Taking the records below, count the lines in which "basket" appears and supply only the count.

Collected data entries:
+--

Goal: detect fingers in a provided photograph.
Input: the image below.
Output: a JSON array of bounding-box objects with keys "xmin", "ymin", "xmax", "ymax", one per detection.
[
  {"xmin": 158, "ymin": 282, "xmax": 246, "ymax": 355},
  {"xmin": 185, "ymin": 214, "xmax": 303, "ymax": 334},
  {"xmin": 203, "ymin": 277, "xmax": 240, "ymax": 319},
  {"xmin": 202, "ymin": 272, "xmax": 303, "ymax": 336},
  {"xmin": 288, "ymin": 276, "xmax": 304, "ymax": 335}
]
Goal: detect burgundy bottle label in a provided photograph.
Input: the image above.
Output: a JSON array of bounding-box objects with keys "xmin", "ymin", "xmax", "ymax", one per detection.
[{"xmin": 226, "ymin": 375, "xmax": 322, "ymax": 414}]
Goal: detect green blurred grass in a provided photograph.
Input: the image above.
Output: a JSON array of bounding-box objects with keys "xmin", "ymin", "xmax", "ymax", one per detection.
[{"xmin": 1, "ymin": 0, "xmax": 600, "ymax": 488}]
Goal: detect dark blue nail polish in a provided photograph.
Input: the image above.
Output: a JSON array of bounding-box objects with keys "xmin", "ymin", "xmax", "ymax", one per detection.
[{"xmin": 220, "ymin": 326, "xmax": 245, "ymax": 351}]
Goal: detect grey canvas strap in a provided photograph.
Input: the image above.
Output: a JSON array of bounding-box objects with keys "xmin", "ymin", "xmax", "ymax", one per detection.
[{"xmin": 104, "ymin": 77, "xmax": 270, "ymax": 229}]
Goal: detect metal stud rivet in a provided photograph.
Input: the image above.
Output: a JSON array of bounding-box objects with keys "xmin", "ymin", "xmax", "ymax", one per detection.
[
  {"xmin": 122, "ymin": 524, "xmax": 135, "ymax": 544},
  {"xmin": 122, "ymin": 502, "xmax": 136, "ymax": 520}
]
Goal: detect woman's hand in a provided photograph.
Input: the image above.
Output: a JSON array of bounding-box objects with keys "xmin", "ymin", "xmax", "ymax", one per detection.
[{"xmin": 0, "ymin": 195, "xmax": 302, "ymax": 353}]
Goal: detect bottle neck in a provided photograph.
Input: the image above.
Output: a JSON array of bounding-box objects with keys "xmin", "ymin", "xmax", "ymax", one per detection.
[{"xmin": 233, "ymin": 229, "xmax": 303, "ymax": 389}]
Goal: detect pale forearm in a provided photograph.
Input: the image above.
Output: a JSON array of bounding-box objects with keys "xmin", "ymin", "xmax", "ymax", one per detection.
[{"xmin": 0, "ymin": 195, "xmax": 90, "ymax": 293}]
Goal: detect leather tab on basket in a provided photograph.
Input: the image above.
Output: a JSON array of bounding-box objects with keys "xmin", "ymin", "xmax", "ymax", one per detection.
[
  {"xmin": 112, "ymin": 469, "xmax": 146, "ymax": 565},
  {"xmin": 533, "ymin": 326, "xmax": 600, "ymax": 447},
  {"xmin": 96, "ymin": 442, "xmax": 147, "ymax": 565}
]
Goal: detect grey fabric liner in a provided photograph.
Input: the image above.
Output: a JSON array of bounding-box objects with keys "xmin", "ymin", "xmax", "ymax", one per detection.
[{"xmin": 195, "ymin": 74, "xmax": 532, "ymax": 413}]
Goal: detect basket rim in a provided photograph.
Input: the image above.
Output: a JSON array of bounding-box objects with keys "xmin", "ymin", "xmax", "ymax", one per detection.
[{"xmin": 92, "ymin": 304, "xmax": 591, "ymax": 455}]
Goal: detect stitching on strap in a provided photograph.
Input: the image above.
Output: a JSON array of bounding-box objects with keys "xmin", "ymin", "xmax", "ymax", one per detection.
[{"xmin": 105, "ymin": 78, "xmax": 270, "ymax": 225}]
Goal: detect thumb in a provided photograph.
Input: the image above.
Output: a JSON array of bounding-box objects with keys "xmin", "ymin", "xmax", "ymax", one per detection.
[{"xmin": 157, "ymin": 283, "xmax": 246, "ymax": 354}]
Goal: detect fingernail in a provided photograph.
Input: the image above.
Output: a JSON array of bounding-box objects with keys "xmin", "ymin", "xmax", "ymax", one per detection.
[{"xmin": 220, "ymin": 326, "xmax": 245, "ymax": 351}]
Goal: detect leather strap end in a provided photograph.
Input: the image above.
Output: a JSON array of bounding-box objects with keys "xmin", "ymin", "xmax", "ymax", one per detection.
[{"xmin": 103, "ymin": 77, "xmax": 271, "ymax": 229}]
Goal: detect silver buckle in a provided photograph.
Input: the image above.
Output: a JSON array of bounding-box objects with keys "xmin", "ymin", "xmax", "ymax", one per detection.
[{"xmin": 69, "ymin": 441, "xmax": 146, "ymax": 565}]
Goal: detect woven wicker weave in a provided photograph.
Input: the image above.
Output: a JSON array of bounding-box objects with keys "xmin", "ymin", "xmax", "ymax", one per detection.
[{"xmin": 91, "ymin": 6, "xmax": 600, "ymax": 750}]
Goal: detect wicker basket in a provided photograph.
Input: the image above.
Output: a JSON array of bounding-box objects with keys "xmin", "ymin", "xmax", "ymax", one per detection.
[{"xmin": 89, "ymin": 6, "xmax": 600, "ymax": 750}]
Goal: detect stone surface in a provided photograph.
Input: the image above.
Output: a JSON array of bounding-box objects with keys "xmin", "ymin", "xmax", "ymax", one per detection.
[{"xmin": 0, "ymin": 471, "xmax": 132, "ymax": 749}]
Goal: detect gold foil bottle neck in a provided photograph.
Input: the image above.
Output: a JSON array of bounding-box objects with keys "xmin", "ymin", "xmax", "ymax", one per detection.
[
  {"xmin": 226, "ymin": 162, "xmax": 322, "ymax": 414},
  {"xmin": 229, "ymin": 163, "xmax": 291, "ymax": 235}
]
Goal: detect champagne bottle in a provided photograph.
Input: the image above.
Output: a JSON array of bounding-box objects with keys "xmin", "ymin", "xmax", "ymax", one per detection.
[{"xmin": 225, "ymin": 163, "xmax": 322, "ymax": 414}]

+--

[Written response] 3